» Task description: Can you turn the listing below into a numbered list, skipping any blank lines and leaving the pictures out?

» Data excerpts:
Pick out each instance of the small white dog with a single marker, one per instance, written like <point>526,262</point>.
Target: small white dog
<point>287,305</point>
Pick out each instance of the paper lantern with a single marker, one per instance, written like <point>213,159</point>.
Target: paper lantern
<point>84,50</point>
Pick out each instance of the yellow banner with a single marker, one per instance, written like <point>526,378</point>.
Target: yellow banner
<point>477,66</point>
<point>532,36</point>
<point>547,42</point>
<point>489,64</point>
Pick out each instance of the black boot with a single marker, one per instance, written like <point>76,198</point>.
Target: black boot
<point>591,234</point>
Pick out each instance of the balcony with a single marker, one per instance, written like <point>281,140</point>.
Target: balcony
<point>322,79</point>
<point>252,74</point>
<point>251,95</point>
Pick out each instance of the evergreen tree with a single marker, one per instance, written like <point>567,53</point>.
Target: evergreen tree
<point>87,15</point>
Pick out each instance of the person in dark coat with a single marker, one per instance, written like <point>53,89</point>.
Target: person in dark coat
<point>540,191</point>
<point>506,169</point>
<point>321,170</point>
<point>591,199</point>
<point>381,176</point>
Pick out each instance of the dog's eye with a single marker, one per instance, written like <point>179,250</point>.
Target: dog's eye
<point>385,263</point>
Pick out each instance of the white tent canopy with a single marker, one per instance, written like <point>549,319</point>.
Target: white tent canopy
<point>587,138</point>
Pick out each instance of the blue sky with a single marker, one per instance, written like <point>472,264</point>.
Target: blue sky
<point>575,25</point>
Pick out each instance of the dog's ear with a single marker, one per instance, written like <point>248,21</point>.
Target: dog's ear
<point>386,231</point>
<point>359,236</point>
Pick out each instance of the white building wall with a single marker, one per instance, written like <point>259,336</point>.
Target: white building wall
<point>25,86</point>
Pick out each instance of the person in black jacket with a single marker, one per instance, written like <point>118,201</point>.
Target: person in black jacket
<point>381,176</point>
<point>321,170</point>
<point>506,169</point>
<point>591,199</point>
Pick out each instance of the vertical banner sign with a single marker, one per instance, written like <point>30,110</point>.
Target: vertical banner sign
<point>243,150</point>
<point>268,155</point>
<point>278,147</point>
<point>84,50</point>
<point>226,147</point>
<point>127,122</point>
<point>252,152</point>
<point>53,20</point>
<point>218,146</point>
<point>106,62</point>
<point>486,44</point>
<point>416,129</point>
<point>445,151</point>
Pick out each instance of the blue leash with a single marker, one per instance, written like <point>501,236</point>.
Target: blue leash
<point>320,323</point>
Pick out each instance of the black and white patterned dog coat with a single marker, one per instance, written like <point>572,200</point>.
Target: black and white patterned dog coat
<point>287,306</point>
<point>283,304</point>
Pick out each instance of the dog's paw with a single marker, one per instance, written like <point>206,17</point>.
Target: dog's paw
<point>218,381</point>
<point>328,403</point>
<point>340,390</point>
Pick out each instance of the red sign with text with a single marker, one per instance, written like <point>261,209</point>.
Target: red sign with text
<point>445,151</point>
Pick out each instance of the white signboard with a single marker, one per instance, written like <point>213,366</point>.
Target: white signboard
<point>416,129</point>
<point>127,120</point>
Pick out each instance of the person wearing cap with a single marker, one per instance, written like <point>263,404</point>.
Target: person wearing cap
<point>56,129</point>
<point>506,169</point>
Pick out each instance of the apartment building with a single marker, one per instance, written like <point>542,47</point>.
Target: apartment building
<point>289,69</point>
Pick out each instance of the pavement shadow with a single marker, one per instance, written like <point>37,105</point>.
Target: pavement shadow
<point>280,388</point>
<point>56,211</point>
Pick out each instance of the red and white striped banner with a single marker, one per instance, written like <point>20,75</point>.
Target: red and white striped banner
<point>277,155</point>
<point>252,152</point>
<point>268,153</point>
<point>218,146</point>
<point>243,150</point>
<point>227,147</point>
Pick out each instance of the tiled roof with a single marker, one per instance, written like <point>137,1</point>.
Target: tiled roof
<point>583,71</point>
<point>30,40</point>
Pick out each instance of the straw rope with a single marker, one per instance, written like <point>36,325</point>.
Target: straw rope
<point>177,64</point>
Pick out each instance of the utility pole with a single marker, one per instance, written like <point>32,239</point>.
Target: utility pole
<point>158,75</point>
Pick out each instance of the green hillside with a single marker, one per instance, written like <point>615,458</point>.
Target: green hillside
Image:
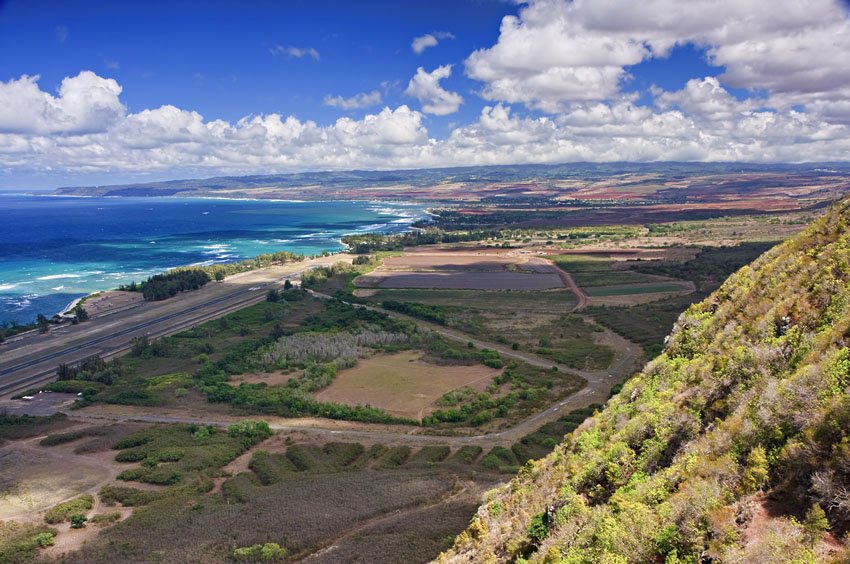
<point>733,445</point>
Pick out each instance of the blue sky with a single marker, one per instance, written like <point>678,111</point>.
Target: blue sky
<point>214,57</point>
<point>95,92</point>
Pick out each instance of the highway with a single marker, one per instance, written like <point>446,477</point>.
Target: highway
<point>28,362</point>
<point>31,360</point>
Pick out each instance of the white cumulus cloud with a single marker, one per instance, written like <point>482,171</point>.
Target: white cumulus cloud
<point>85,103</point>
<point>361,100</point>
<point>294,52</point>
<point>556,52</point>
<point>422,42</point>
<point>425,87</point>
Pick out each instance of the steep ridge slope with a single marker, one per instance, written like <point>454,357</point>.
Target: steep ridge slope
<point>733,445</point>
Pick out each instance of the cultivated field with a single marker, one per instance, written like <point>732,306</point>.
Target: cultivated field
<point>551,301</point>
<point>473,270</point>
<point>403,384</point>
<point>462,280</point>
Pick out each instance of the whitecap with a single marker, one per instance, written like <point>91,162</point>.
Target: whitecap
<point>59,276</point>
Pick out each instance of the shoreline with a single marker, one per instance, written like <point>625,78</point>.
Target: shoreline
<point>405,215</point>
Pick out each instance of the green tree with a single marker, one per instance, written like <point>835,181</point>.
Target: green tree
<point>815,524</point>
<point>757,471</point>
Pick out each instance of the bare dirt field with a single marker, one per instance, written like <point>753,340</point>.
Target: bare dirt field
<point>450,261</point>
<point>468,270</point>
<point>111,300</point>
<point>402,384</point>
<point>270,378</point>
<point>463,280</point>
<point>30,479</point>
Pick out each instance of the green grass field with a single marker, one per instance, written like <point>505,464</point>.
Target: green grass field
<point>491,300</point>
<point>597,270</point>
<point>629,290</point>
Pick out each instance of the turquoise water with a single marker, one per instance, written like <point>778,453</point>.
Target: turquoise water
<point>56,249</point>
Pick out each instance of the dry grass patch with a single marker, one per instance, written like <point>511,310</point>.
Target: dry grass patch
<point>460,280</point>
<point>402,384</point>
<point>32,480</point>
<point>278,378</point>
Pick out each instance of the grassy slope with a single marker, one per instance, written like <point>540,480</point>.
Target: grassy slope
<point>750,395</point>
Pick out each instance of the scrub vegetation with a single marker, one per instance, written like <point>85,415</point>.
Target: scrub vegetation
<point>747,403</point>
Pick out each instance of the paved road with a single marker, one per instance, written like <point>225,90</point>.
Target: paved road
<point>27,362</point>
<point>32,360</point>
<point>597,390</point>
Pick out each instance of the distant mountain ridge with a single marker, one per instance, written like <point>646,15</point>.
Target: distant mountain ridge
<point>329,184</point>
<point>733,445</point>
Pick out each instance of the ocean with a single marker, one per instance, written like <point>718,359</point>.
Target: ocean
<point>56,249</point>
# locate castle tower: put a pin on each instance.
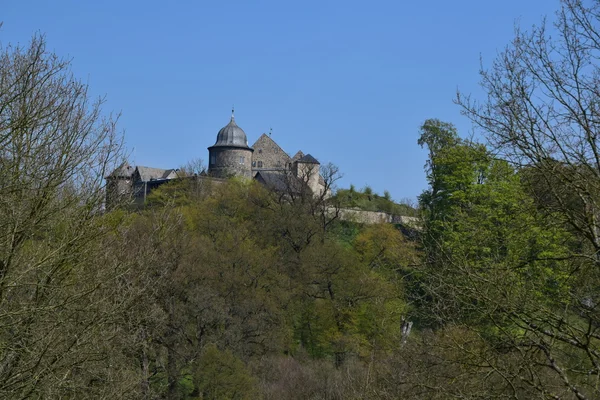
(230, 155)
(307, 170)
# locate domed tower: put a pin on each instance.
(230, 155)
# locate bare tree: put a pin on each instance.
(56, 146)
(542, 112)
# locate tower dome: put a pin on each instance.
(230, 155)
(231, 135)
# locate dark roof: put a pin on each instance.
(231, 135)
(148, 173)
(123, 171)
(308, 159)
(298, 155)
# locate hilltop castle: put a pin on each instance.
(265, 161)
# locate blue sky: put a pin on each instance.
(349, 82)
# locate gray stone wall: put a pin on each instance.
(118, 191)
(227, 161)
(268, 155)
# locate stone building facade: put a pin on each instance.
(230, 156)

» Response to this exercise:
1. Pick out each instance of the small white dog with a single marker, one per instance, written like <point>526,262</point>.
2. Target: small white dog
3. <point>287,305</point>
4. Pick out each instance of the paper lantern with a single marker, one per instance, written like <point>213,159</point>.
5. Target: paper lantern
6. <point>84,50</point>
7. Pick out each instance of the yellow banner with a single marker, one per instance, written like <point>526,378</point>.
8. Target: yellow banner
9. <point>477,66</point>
10. <point>532,36</point>
11. <point>547,42</point>
12. <point>489,64</point>
13. Pick out each instance of the black boot with a single marker, one per instance, written like <point>76,198</point>.
14. Target: black boot
15. <point>591,234</point>
16. Pick out each instance of the balcony with a single marker, one per instance, written like <point>281,140</point>.
17. Target: balcony
18. <point>322,79</point>
19. <point>252,74</point>
20. <point>251,95</point>
21. Pick out each instance of the evergreen tree with a single marker, one per instance, written like <point>567,53</point>.
22. Target: evergreen tree
23. <point>87,15</point>
24. Pick out each instance of the person in dark coat with a single marker, one per instance, written like <point>53,89</point>.
25. Target: person in dark coat
26. <point>540,191</point>
27. <point>506,169</point>
28. <point>321,170</point>
29. <point>591,199</point>
30. <point>381,176</point>
31. Pick out each instance of the dog's eye with a single marker, one per instance, written like <point>179,250</point>.
32. Target: dog's eye
33. <point>385,263</point>
34. Pick out each instance of the white tent canopy with a single marker, one per instance, written like <point>549,319</point>.
35. Target: white tent canopy
36. <point>587,138</point>
37. Pick out each instance of the blue sky with a single marker, one per instance, written like <point>472,264</point>.
38. Target: blue sky
39. <point>575,25</point>
40. Pick out each instance of the dog's ear with a single marker, one per instance, written like <point>248,21</point>.
41. Target: dog's ear
42. <point>386,231</point>
43. <point>359,236</point>
44. Pick out each instance of the white building wall with a single marker, one per instance, written like <point>259,336</point>.
45. Target: white building wall
46. <point>25,86</point>
47. Pick out each instance of the person in black jacket with a single marker, one per instance, written like <point>118,201</point>.
48. Target: person in black jacket
49. <point>381,176</point>
50. <point>321,170</point>
51. <point>506,169</point>
52. <point>591,199</point>
53. Pick out each instance of the vertical banner sign with a single marker, one per instance, written like <point>30,110</point>.
54. Target: vertical banner sign
55. <point>243,150</point>
56. <point>268,155</point>
57. <point>278,147</point>
58. <point>84,50</point>
59. <point>226,147</point>
60. <point>127,122</point>
61. <point>252,152</point>
62. <point>53,20</point>
63. <point>218,146</point>
64. <point>106,62</point>
65. <point>486,44</point>
66. <point>416,129</point>
67. <point>445,151</point>
68. Pick out each instance of the blue leash with a single marker, one per instance, written like <point>501,236</point>.
69. Target: blue leash
70. <point>320,323</point>
71. Pick out each instance of the black and white patterned dog coat with a single marker, one per instance, written like <point>572,200</point>.
72. Target: black and white patterned dog coat
73. <point>287,306</point>
74. <point>283,304</point>
75. Pick out each instance of the dog's paw with a single marker, one per instance, written like <point>206,17</point>.
76. Target: dog's paw
77. <point>218,381</point>
78. <point>328,403</point>
79. <point>340,390</point>
80. Pick out each instance of the red sign with text with a single marker, one per instance, written like <point>261,209</point>.
81. Target: red sign with text
82. <point>445,151</point>
83. Pick out each instance of the white signboard with a single marker, one per instance, written like <point>213,366</point>.
84. Target: white signboard
85. <point>416,129</point>
86. <point>127,120</point>
87. Pick out each instance of the person wearing cap with a single marker, one per instance, written like <point>263,404</point>.
88. Target: person wearing cap
89. <point>56,129</point>
90. <point>506,169</point>
91. Pick out each instance of the apartment building with a single marker, one per instance, written like <point>542,47</point>.
92. Target: apartment building
93. <point>289,69</point>
94. Pick out each instance of the pavement shadow with a single marker, one per instance, written like <point>37,105</point>.
95. Target: pavement shadow
96. <point>280,388</point>
97. <point>56,211</point>
98. Pick out each instance of the red and white striped banner with a single marker, one per instance, written like <point>20,75</point>.
99. Target: red and white striped banner
100. <point>277,155</point>
101. <point>252,152</point>
102. <point>268,153</point>
103. <point>218,146</point>
104. <point>243,150</point>
105. <point>227,147</point>
106. Pick out each instance of the tiled roof with a single marker, one per instance, written like <point>137,1</point>.
107. Target: tiled roof
108. <point>583,71</point>
109. <point>30,40</point>
110. Pick out each instance of the straw rope with a single marker, one per instance, written like <point>36,325</point>.
111. Target: straw rope
112. <point>177,64</point>
113. Pick out each instance of the utility pole with a single marker, one per instance, written like <point>32,239</point>.
114. Target: utility pole
115. <point>158,75</point>
116. Pick out each instance of the green hillside with a single marker, one per instance, written like <point>615,458</point>.
117. Target: green hillside
118. Image:
119. <point>733,445</point>
120. Pick out each instance of the blue sky with a single marker, one per instance, written like <point>678,111</point>.
121. Target: blue sky
122. <point>214,57</point>
123. <point>95,92</point>
124. Pick out each instance of the highway with a single marker, one per instance, written like <point>446,477</point>.
125. Target: highway
126. <point>28,362</point>
127. <point>31,360</point>
128. Pick out each instance of the white cumulus cloud with a single marker, one per instance, written like <point>482,171</point>.
129. Target: white cumulus cloud
130. <point>85,103</point>
131. <point>361,100</point>
132. <point>294,52</point>
133. <point>556,52</point>
134. <point>422,42</point>
135. <point>425,87</point>
136. Pick out each instance of the steep ridge slope with a single marker, one per instance, written like <point>454,357</point>.
137. Target: steep ridge slope
138. <point>733,445</point>
139. Pick out each instance of the cultivated field with a single marker, one per instance, written like <point>732,306</point>.
140. Target: cultivated field
141. <point>551,301</point>
142. <point>473,270</point>
143. <point>403,384</point>
144. <point>462,280</point>
145. Pick out each instance of the whitecap with a single marker, one per instance, written like <point>91,162</point>.
146. Target: whitecap
147. <point>59,276</point>
148. Pick out each instance of the shoreline with a single marker, one per instance, written like <point>625,78</point>.
149. Target: shoreline
150. <point>405,215</point>
151. Pick out each instance of the green tree with a single marker, one per instance, written like <point>835,181</point>.
152. Target: green tree
153. <point>815,524</point>
154. <point>757,471</point>
155. Pick out each instance of the bare dirt field with a single marker, one per instance, written like <point>753,340</point>.
156. Target: bare dirt field
157. <point>450,261</point>
158. <point>468,270</point>
159. <point>111,300</point>
160. <point>402,384</point>
161. <point>270,378</point>
162. <point>463,280</point>
163. <point>30,479</point>
164. Pick out each instance of the green grass field with a single marker, one per instance, written like <point>505,464</point>.
165. Target: green grass field
166. <point>491,300</point>
167. <point>597,270</point>
168. <point>629,290</point>
169. Pick out each instance of the turquoise water with a single marker, one per instance, written like <point>778,453</point>.
170. Target: turquoise water
171. <point>56,249</point>
172. Pick out each instance of the dry grass patch with a single marker, one per instance, written like <point>511,310</point>.
173. Target: dry grass patch
174. <point>460,280</point>
175. <point>402,384</point>
176. <point>32,480</point>
177. <point>278,378</point>
178. Pick out each instance of the grassy slope with a single marker, one per instance, written like <point>540,480</point>.
179. Target: grassy slope
180. <point>750,395</point>
181. Pick out each instance of the scrub vegetation with a single marker, one per instance, written like <point>85,415</point>.
182. Target: scrub vegetation
183. <point>747,403</point>
184. Pick out each instance of the paved road with a single marker, one per instance, written like <point>225,90</point>.
185. Target: paved road
186. <point>27,362</point>
187. <point>32,360</point>
188. <point>597,390</point>
189. Pick out each instance of the distant mountain ridge with a single marker, one per instance, written like <point>646,15</point>.
190. Target: distant mountain ridge
191. <point>329,184</point>
192. <point>733,445</point>
193. Pick out each instance of the ocean with a single marker, one per instance, written like <point>718,359</point>.
194. Target: ocean
195. <point>56,249</point>
196. # locate castle tower: put a pin on each instance.
197. (230, 155)
198. (307, 170)
199. # locate domed tower: put a pin on each instance.
200. (230, 155)
201. # locate bare tree: put a pin on each instance.
202. (56, 146)
203. (542, 112)
204. # locate tower dome: put a pin on each instance.
205. (230, 155)
206. (231, 135)
207. # locate dark roof: put a pin on each instance.
208. (231, 135)
209. (148, 173)
210. (123, 171)
211. (308, 159)
212. (298, 155)
213. # locate hilltop castle: put a pin on each instance.
214. (265, 161)
215. # locate blue sky: put a pin on each instance.
216. (349, 82)
217. # locate gray stone wall: put a pin on each instance.
218. (118, 191)
219. (227, 161)
220. (268, 155)
221. # locate stone building facade: put a pin on each instance.
222. (230, 156)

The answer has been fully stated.